EXERCISE DESCRIPTION:
Reproduce all of the rows below word for word, leaving out the pictures.

— Start RECORDS SUPPLIED —

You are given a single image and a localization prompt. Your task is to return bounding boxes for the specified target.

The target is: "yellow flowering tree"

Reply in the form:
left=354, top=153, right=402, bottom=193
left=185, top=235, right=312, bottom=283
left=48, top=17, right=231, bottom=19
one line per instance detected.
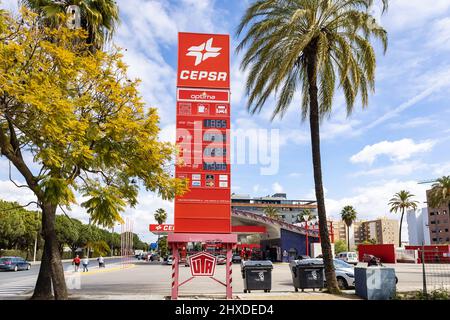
left=0, top=9, right=187, bottom=299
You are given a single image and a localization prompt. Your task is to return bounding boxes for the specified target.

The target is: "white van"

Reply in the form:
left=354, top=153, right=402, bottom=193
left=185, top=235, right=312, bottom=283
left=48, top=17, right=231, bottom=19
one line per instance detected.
left=336, top=252, right=359, bottom=265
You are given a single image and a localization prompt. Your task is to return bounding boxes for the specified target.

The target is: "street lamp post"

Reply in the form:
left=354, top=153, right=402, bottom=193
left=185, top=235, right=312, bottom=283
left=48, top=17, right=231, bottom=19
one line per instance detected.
left=303, top=214, right=309, bottom=256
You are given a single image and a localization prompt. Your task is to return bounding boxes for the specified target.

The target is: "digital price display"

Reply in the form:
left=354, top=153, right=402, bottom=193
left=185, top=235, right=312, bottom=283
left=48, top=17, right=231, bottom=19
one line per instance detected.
left=175, top=33, right=231, bottom=234
left=203, top=148, right=227, bottom=157
left=203, top=132, right=227, bottom=142
left=203, top=119, right=227, bottom=129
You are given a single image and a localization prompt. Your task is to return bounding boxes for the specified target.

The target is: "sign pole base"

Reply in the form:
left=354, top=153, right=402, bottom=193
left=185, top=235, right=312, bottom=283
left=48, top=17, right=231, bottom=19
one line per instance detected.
left=167, top=233, right=237, bottom=300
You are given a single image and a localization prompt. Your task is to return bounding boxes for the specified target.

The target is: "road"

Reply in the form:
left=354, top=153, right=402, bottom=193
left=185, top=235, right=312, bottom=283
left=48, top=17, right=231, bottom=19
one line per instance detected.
left=0, top=258, right=121, bottom=299
left=0, top=259, right=450, bottom=300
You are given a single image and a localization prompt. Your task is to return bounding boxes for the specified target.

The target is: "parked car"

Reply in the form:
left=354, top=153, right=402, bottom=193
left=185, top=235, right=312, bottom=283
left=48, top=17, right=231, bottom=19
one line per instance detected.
left=164, top=256, right=173, bottom=265
left=231, top=254, right=242, bottom=263
left=336, top=252, right=359, bottom=265
left=303, top=258, right=355, bottom=290
left=0, top=257, right=31, bottom=271
left=333, top=259, right=355, bottom=290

— End RECORDS SUPPLIED —

SOLUTION TO THIS PROBLEM:
You are given a single image and a localization prompt. Your task is to return bounding boxes for the specified target.

The target is: "yellow flowering tree"

Reply in the form:
left=354, top=153, right=402, bottom=193
left=185, top=235, right=312, bottom=283
left=48, top=17, right=231, bottom=19
one line per instance detected.
left=0, top=9, right=187, bottom=299
You are given a single image and a localization prompt. Your task is to return bounding boxes for the specified target.

The target is: "white van"

Reply in the form:
left=354, top=153, right=402, bottom=193
left=185, top=235, right=312, bottom=283
left=48, top=17, right=231, bottom=19
one line per instance detected.
left=336, top=252, right=359, bottom=265
You are given a single image and a localization prompt. Your task is to return bounding boxes for the specified target.

The target is: "street lamp post"

Reply in the form:
left=354, top=153, right=402, bottom=193
left=185, top=235, right=312, bottom=283
left=48, top=17, right=231, bottom=19
one line per instance detected.
left=303, top=214, right=309, bottom=256
You are given a single image and a localization prompt. Your task is to return bounding boxes for the specified target.

The target is: "digital price display"

Reply in the form:
left=354, top=153, right=402, bottom=193
left=185, top=235, right=312, bottom=283
left=48, top=17, right=231, bottom=19
one line per instance detected.
left=175, top=33, right=231, bottom=234
left=203, top=148, right=227, bottom=157
left=203, top=132, right=227, bottom=142
left=203, top=119, right=227, bottom=129
You are given a single image and a localization prompt. Your task is to return bounding boxes for the specified target.

The target is: "sign pole base"

Reply in the form:
left=354, top=153, right=402, bottom=193
left=185, top=235, right=312, bottom=283
left=48, top=17, right=231, bottom=19
one line per instance detected.
left=167, top=233, right=237, bottom=300
You are given a single image and a localization prompt. Your task is to return bounding boxes for the specified target.

The target is: "road"

Reply in the form:
left=354, top=153, right=402, bottom=193
left=185, top=235, right=312, bottom=283
left=48, top=17, right=231, bottom=19
one line per instance detected.
left=0, top=258, right=121, bottom=299
left=0, top=259, right=450, bottom=300
You are given a single image and a localization prompt. Your task is to return bounding boxes for the specified target.

The target is: "parked car"

Reply in the form:
left=354, top=153, right=402, bottom=193
left=185, top=235, right=312, bottom=283
left=48, top=17, right=231, bottom=19
one line per instance detected.
left=164, top=256, right=173, bottom=265
left=231, top=254, right=242, bottom=263
left=336, top=252, right=359, bottom=265
left=303, top=258, right=355, bottom=290
left=0, top=257, right=31, bottom=271
left=333, top=259, right=355, bottom=290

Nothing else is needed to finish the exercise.